**Aim of the exercise:** Restate word for word the lines from the one containing "of the sunglasses" through the end of the listing below, with both ends included.

[Given data — start]

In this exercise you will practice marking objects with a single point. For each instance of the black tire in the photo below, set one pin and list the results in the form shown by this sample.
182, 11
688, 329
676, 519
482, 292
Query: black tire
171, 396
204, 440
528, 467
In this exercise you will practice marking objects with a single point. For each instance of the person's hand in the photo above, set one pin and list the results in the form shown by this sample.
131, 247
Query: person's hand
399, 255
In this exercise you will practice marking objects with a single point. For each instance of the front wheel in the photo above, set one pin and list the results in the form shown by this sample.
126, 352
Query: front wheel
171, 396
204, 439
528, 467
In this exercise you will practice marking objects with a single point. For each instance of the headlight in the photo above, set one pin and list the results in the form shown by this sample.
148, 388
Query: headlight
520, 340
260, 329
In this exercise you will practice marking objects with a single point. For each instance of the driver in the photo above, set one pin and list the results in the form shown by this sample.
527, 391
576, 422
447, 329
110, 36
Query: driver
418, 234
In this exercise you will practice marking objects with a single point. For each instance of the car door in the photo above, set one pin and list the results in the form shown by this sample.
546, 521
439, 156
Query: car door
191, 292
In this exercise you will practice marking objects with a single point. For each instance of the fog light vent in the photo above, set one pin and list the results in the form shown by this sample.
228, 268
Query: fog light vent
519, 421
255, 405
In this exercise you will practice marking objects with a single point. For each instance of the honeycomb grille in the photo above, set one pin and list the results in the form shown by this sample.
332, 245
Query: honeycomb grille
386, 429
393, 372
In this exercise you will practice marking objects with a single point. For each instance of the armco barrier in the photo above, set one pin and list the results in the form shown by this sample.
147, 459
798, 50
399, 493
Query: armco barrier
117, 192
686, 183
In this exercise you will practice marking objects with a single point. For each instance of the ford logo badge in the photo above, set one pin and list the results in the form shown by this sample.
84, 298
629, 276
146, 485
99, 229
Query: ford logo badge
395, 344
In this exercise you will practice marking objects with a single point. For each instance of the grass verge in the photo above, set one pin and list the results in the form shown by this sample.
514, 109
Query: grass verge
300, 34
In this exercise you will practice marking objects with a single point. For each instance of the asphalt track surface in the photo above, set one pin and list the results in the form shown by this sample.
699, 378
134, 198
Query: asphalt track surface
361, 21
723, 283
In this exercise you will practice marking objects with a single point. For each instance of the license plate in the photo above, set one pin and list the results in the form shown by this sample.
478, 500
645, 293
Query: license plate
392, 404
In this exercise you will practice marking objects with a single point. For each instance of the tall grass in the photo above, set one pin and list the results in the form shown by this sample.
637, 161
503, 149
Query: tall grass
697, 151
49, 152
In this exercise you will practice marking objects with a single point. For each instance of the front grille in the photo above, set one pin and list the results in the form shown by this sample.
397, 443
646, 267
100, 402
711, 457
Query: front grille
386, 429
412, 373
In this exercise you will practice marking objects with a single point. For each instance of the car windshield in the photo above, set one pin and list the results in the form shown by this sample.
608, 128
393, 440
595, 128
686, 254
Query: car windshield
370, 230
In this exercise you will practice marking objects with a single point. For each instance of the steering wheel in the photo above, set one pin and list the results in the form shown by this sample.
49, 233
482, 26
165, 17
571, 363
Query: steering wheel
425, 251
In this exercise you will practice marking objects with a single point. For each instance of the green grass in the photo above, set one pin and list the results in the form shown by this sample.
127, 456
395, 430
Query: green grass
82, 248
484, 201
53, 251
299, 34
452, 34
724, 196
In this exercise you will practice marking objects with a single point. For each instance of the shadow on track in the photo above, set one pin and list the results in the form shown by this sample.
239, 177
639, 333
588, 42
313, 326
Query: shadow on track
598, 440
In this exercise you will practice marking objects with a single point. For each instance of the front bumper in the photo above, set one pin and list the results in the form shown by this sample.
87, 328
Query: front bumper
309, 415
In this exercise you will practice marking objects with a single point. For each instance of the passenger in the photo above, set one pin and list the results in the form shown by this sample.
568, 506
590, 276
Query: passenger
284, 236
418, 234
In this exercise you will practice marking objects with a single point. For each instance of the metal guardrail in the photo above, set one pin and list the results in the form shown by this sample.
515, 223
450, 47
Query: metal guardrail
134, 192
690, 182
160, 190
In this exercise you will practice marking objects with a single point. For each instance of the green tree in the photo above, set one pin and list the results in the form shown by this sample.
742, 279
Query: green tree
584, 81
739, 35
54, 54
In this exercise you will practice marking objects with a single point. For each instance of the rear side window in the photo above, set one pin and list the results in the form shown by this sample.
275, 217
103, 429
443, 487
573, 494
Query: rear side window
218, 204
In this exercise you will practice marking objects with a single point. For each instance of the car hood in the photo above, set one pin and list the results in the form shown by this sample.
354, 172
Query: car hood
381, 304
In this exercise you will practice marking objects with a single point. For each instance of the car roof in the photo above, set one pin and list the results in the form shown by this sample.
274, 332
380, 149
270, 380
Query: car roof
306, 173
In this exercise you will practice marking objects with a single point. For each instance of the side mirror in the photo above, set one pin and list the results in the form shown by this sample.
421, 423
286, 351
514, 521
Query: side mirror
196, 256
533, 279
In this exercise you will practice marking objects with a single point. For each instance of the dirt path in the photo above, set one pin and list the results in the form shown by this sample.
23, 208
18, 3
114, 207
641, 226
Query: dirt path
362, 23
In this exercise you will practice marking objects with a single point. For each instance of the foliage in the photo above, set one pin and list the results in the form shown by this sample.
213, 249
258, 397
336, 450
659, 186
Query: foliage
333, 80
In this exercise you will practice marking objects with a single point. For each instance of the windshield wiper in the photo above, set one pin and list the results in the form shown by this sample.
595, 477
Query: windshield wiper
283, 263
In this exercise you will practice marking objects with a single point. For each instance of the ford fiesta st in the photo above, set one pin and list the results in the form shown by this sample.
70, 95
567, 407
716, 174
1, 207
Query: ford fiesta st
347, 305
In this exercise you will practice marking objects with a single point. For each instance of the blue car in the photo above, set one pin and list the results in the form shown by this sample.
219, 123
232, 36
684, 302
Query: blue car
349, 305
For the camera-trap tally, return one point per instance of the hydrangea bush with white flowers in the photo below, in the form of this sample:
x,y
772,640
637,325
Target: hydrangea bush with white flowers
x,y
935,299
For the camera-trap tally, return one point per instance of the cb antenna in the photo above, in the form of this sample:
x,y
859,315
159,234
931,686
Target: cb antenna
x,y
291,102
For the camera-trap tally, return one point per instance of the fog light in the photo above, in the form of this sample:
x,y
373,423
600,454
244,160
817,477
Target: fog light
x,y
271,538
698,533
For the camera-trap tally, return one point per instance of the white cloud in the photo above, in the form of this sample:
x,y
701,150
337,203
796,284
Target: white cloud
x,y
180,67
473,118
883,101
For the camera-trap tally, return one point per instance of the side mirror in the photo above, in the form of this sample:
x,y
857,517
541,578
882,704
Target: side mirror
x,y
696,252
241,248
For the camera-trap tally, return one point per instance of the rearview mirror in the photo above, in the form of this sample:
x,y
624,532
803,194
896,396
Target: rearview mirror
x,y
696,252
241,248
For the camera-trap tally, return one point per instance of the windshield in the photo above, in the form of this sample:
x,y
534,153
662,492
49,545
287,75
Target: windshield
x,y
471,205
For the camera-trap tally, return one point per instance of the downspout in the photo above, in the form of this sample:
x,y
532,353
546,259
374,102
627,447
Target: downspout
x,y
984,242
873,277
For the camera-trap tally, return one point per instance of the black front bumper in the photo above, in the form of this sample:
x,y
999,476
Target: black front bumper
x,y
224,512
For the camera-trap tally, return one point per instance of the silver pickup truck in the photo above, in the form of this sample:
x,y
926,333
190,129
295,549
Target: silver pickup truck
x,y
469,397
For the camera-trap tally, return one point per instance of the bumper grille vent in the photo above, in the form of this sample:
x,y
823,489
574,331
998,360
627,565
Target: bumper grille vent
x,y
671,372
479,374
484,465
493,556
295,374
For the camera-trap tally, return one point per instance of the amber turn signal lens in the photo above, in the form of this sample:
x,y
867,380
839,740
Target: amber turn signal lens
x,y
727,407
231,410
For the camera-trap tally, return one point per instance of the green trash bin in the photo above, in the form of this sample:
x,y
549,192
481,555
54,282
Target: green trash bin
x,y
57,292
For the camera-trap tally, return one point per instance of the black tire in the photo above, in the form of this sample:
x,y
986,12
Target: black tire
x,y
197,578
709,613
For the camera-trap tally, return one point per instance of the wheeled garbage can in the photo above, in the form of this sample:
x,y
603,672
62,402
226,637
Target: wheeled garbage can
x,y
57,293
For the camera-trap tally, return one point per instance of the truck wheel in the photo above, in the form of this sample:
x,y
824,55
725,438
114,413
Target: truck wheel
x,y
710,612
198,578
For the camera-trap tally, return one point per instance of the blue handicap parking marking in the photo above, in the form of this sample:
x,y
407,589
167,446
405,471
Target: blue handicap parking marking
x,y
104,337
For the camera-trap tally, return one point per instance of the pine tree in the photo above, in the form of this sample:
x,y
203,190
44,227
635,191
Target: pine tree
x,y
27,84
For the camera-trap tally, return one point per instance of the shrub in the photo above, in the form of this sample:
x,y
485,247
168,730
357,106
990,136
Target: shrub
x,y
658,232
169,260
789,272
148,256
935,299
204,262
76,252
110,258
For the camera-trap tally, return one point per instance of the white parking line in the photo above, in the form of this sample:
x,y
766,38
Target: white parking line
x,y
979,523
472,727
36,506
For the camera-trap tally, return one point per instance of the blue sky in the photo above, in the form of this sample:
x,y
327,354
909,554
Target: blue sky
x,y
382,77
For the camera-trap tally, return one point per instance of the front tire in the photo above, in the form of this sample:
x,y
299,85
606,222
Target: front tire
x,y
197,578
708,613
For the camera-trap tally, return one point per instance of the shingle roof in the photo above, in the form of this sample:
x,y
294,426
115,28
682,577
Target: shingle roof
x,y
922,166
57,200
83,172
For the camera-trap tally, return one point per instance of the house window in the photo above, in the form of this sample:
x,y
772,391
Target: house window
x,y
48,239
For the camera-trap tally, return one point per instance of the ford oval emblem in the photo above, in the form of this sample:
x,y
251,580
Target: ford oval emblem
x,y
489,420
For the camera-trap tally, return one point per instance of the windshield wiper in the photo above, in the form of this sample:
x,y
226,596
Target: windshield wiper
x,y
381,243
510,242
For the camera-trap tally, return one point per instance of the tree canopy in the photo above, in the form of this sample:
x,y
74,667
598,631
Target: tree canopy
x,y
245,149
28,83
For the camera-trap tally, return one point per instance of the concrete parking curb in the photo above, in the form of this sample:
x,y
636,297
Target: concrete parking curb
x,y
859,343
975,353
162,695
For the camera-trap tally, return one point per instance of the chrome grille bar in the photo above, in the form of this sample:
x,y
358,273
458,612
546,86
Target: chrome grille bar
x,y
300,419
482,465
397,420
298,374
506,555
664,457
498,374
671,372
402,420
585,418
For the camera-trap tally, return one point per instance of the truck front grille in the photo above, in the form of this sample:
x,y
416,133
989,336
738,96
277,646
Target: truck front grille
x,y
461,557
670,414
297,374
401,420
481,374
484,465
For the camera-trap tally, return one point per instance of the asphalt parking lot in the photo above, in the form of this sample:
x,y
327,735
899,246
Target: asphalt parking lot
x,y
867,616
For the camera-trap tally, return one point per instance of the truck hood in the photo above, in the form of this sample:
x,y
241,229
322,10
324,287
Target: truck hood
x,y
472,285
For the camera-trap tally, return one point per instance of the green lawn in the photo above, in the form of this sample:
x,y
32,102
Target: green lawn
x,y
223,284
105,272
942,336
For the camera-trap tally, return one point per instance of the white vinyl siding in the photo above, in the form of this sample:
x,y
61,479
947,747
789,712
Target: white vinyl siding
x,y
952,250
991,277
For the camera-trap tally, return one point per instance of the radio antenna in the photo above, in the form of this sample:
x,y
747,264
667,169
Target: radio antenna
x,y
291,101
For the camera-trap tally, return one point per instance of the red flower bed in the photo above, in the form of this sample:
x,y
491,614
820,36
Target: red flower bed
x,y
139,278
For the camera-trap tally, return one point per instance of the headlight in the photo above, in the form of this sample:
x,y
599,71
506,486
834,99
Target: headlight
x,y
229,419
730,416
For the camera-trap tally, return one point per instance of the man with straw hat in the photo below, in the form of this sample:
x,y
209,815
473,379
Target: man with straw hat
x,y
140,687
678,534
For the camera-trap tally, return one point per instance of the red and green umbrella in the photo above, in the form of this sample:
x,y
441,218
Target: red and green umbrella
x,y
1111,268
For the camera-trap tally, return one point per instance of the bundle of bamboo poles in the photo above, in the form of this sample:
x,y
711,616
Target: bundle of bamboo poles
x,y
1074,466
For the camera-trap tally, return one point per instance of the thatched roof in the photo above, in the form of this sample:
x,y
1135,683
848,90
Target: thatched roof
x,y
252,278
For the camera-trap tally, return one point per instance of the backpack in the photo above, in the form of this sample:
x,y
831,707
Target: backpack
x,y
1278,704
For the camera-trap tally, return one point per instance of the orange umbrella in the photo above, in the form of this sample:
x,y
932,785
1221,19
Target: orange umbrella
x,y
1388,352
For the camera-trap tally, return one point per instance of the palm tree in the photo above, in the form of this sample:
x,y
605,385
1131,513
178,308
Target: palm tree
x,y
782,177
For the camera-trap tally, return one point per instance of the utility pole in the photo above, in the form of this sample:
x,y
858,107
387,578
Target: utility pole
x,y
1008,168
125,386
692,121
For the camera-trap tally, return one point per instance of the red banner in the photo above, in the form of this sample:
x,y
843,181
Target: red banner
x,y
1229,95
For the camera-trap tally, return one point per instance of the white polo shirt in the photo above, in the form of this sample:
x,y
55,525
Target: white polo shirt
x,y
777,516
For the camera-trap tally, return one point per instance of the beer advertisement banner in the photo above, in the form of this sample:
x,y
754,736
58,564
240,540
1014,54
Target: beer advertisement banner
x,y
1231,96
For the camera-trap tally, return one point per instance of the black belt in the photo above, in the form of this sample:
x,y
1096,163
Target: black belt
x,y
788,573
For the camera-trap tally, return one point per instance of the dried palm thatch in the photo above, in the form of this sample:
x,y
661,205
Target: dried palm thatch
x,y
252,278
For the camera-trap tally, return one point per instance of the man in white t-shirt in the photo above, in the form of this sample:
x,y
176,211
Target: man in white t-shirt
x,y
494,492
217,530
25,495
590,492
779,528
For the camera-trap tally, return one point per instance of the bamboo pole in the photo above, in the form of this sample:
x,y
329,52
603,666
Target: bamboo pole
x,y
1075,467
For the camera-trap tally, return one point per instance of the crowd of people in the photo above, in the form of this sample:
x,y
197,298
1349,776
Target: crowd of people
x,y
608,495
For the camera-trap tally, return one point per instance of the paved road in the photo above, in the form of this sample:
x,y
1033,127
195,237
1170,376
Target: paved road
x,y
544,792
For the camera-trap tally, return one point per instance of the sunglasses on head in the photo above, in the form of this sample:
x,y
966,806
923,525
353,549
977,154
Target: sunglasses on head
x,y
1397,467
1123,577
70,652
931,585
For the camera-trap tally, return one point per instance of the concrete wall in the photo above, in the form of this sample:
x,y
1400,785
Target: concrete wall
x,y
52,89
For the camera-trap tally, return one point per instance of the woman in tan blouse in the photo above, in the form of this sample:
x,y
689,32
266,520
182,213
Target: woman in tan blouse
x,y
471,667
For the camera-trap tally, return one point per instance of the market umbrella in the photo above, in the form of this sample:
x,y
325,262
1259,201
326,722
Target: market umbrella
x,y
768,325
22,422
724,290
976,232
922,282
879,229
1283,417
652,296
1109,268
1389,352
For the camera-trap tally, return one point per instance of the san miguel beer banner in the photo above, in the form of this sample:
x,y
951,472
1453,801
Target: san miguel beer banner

[Given data — finish]

**Reply to the task:**
For the camera-trap tally, return one point per instance of the sunglasses on head in the photo above, in the form of this sample:
x,y
966,806
923,525
353,549
977,154
Target: sunglasses on head
x,y
1397,467
1123,577
70,652
931,585
For the camera-trap tally, return one point per instance of the concrete wall in the photo above, in the form of this sample:
x,y
1400,785
Target: concrete wall
x,y
52,89
For the camera-trap tally, return one point per instance of the woman in tan blouse in the photo above, in the form of this sample:
x,y
689,32
266,520
182,213
Target: woman in tan blouse
x,y
471,667
For the camera-trap tally, return one point per instance of the market umbrella in the photo above, in the form of this sample:
x,y
325,262
1259,201
326,722
Target: market umbrella
x,y
768,325
22,422
724,290
976,232
922,282
879,229
1283,417
652,296
1109,268
1389,352
For the camera-trap tally, return one point per instance of the san miguel beer banner in the photo above, in the form of this sample:
x,y
951,472
1453,801
Target: san miguel beer banner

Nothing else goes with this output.